▸ **Objective**
In the forum thread below about the miniature Sinningia pusilla, reproduce word for word the passage that starts at "That's great! I" and ends after "web everything up?".

— Start of Selected text —

# Micro miniature sinningia pusilla



## Robotponys (Apr 8, 2012)

Would this flower work in a vivarium (AbraxasComplex-can't spell the username!-style) with tarantulas? High humidity species of course. I like the 'white sprite' the most. It seems to be perfect for a pretty ground cover! If it is unsuitable for tarantulas, I'm still getting some for a mini terrarium.  Thanks in advance!

Off topic: Does anyone keep Pygmy sundews? I'm interested in getting some but would like a few tips. I found tons of info, but more couldn't hurt. If you have any extra seeds...


----------



## Robotponys (Apr 8, 2012)

No one on this forum? Any chance a moderator could move this into vivarium forum? Not many people visit this forum apparently...


----------



## AbraxasComplex (Apr 12, 2012)

I've never tried it with tarantulas. It should be fine as they prefer shade and if you do not use it with a heavy webber. Either way if you look them up online in the google image search others have set them up in vivariums like mine. I'd say go for it and let us know (though I may beat you to it and order some myself).


----------



## Robotponys (Apr 13, 2012)

That's great! I think they're so pretty and hopefully I can keep them alive.

Yeah I take forever to order stuff.  They are really pretty. Look on ebay for them, can't find them anywhere else. Report back with results please! 

What tarantula suitable for a vivarium wouldn't completely web everything up?


----------

— End of Selected text —
— Start of Stored data —

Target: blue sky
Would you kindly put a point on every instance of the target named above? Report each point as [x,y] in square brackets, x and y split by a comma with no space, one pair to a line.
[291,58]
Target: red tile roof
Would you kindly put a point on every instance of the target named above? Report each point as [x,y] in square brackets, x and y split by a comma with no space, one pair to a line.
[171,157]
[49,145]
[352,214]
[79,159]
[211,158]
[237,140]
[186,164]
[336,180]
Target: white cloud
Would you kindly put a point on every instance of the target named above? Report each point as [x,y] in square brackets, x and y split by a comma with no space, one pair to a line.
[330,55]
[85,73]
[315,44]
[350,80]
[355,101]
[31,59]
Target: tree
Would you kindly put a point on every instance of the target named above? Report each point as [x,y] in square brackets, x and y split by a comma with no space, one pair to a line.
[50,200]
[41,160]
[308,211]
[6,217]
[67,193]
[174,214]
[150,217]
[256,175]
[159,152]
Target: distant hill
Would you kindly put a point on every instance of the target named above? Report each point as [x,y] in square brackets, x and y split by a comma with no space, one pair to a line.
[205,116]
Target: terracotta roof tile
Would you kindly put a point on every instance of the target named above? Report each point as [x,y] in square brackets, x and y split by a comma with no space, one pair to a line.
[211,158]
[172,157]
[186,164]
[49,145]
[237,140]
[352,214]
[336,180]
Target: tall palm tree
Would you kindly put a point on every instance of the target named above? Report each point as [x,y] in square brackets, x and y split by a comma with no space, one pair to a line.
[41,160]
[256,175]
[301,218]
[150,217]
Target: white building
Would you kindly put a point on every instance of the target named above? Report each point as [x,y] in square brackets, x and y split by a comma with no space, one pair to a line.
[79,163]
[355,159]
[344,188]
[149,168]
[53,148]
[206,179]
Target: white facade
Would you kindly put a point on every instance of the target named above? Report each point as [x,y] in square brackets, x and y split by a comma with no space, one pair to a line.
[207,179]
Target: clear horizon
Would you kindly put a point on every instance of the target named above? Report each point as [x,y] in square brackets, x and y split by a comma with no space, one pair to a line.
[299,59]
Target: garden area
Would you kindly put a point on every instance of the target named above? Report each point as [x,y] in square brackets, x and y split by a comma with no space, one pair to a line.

— End of Stored data —

▸ **Solution to this problem**
That's great! I think they're so pretty and hopefully I can keep them alive.

Yeah I take forever to order stuff.  They are really pretty. Look on ebay for them, can't find them anywhere else. Report back with results please! 

What tarantula suitable for a vivarium wouldn't completely web everything up?